## Your goal
Take the lines below beginning at the line that has "In the photo above, where can the smiling" and stopping after the line that has "In the photo below, where can the concrete", and print them exactly as they are, with no other lines.

(Records excerpted from a collection)
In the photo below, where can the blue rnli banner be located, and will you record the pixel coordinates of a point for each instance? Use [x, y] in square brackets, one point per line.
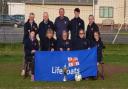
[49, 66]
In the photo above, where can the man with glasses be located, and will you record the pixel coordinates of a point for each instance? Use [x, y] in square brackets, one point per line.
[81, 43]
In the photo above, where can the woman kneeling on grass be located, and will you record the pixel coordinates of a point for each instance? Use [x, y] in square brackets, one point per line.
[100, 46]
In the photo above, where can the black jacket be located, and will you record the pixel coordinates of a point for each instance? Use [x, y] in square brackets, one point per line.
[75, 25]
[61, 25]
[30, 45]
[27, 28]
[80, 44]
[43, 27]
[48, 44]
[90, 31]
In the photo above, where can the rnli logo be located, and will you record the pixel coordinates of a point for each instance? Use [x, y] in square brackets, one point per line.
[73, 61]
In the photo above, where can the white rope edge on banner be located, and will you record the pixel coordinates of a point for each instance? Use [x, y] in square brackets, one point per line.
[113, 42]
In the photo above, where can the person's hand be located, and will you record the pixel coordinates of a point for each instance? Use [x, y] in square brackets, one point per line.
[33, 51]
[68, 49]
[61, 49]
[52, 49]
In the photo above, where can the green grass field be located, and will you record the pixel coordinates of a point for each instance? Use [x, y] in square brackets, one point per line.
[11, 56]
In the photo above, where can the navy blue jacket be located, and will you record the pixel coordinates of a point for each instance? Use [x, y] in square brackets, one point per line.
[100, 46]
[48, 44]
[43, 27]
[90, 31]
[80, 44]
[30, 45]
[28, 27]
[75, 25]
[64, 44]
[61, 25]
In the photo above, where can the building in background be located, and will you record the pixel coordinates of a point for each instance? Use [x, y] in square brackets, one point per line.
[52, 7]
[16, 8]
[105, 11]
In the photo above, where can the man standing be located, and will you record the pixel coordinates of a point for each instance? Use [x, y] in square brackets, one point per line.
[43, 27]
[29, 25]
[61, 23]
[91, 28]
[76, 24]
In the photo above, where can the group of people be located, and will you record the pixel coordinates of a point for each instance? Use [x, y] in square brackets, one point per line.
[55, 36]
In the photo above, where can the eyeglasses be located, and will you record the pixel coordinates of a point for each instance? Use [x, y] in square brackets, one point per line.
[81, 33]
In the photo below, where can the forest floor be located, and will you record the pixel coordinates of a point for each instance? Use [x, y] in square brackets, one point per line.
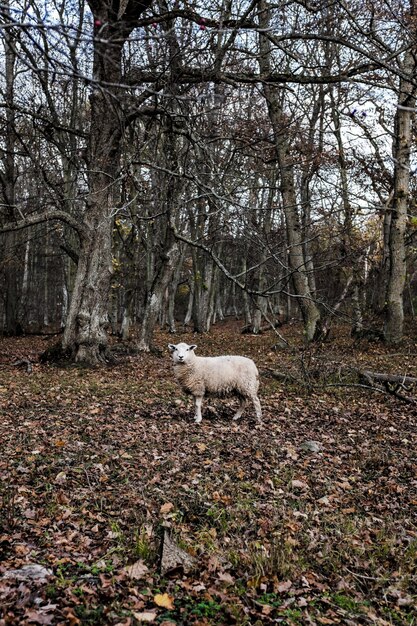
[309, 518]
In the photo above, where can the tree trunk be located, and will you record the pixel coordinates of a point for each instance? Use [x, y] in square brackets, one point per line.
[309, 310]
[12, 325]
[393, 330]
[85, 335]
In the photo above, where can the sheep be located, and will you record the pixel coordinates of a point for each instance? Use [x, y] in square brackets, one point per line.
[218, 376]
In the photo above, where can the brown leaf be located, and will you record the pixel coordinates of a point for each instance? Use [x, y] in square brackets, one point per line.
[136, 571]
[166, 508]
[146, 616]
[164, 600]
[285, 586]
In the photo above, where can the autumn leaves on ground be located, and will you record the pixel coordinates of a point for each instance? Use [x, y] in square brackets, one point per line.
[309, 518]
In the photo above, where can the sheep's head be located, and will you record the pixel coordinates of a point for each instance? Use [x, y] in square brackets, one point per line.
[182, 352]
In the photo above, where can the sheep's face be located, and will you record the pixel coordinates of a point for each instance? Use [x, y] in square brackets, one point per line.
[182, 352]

* * *

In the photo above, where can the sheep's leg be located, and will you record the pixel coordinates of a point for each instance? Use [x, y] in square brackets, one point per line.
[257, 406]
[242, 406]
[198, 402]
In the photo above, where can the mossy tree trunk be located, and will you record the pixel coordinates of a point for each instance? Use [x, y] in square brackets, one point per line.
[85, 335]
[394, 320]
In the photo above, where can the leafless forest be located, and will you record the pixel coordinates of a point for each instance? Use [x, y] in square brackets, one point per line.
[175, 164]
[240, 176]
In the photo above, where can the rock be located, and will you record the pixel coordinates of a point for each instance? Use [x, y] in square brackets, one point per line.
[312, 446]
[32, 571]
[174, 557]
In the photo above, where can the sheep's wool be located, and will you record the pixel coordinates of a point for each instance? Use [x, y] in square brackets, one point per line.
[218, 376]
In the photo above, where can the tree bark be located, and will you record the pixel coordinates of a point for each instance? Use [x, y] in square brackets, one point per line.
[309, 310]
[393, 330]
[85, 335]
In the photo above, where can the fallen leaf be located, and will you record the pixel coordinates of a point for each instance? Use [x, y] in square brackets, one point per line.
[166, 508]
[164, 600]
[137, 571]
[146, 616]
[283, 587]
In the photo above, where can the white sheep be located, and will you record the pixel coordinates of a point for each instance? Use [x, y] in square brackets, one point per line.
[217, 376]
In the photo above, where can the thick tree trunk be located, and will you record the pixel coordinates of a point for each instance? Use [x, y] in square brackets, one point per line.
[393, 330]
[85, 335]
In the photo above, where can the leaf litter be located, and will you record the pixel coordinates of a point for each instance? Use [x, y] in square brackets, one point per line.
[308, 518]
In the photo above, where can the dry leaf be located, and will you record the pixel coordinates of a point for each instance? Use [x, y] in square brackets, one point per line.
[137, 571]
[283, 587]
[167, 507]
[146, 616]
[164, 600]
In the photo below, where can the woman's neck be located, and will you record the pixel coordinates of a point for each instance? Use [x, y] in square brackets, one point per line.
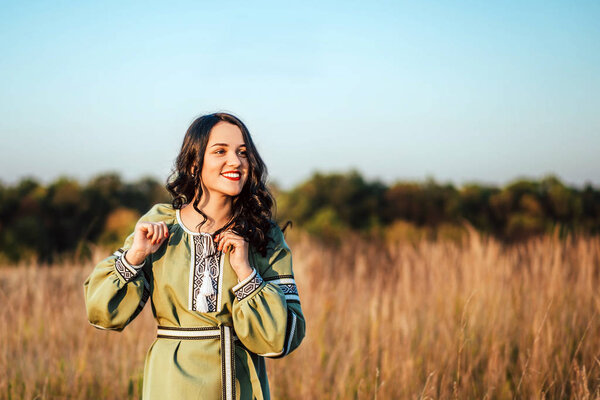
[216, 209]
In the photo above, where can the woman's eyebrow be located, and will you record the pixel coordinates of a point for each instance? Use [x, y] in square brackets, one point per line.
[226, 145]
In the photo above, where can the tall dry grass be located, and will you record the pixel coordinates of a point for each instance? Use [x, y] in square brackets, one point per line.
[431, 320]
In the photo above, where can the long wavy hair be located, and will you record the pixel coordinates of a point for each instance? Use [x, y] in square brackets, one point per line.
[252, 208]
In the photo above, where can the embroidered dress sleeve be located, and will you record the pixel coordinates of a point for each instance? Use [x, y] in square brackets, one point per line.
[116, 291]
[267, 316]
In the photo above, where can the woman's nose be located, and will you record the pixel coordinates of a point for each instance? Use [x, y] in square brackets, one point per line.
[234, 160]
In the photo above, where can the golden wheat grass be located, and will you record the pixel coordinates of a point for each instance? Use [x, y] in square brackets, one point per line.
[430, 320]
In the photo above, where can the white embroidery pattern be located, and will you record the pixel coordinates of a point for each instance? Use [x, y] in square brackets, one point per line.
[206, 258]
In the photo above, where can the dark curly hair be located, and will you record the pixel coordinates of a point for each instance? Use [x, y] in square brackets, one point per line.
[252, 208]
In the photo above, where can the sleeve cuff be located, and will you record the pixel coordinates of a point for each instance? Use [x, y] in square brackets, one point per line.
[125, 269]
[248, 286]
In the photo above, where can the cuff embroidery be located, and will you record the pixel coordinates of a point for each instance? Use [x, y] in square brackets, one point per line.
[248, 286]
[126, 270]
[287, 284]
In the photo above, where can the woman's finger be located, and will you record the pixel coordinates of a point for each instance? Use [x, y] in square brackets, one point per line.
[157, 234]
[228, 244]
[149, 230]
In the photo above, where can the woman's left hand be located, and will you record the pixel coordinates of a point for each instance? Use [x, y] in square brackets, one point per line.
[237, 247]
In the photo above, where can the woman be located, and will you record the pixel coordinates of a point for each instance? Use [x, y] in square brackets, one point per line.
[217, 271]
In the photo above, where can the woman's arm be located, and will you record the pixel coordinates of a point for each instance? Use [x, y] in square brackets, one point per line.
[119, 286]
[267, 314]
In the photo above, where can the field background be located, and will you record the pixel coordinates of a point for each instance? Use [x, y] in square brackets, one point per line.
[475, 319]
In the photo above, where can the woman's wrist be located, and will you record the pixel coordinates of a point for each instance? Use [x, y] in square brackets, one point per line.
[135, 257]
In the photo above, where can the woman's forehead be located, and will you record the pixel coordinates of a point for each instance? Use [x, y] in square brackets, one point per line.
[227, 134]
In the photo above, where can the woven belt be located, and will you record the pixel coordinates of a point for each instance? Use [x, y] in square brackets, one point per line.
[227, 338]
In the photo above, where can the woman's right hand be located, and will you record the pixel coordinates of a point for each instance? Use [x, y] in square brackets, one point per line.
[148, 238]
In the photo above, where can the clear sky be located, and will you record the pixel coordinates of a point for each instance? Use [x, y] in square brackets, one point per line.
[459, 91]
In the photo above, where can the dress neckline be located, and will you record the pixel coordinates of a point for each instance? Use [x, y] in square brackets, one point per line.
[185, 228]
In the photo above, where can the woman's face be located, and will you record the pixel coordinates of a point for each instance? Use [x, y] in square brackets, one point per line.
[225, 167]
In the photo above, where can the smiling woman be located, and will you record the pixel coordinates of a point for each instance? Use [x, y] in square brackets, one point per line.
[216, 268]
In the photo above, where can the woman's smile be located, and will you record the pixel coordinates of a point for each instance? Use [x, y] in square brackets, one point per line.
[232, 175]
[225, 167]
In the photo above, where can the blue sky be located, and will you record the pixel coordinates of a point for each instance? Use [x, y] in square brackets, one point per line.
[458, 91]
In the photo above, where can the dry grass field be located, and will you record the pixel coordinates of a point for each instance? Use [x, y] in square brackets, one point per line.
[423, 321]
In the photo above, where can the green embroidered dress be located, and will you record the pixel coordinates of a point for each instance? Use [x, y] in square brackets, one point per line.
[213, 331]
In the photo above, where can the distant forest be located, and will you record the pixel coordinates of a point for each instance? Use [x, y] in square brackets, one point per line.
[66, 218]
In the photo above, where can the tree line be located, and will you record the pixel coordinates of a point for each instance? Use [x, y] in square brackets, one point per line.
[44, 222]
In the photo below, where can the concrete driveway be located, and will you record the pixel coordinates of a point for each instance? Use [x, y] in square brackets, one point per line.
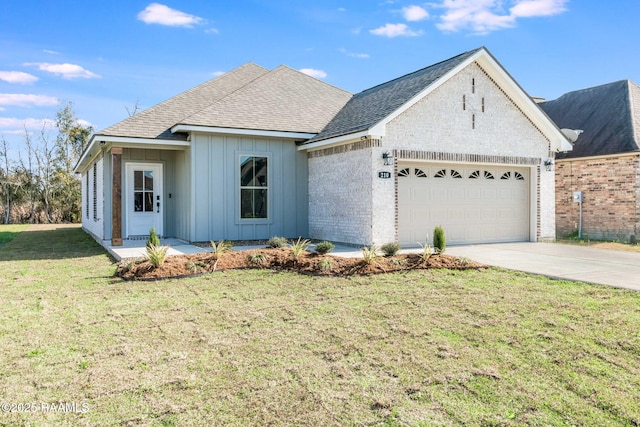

## Exercise output
In the photo above, where can the smiling woman be located, and will you record the pixel coordinates of a point for each instance? Use [x, y] in square brackets, one point per line.
[216, 268]
In the photo above, where can the woman's smile be located, and will you record the pixel coordinates of a point for each instance? Use [x, y] in square brackets, one point per line.
[232, 175]
[225, 167]
In the photo above, where can the blue sky be located, and will you record the pixel coordinates of a point for each instance? Use [x, y] in square brackets, one point per line.
[458, 91]
In the photo above, where can the dry grass field be located, and will you record the pixel coordinates of a point for each instance? Use [x, y] in square brackets, one point per line.
[423, 321]
In the photo above, where can the green embroidered dress be located, and will you record the pixel coordinates of a point for each instance? Use [x, y] in square brackets, one point per line.
[213, 331]
In the photo above, where can the distant forest be located, and will you record the pixel coordinates of a point for each instance? Use [x, y] in square brackets, one point per line.
[66, 218]
In the photo above, where can the tree line be located, and will you record the pixel coordinates of a point for each instance? Use [x, y] in square brackets, one point per line.
[44, 222]
In the photo below, where can the concrete driveway be located, and will you record the pixel coordinates of a point for each instance? Use [x, y] in square brackets, one point per line.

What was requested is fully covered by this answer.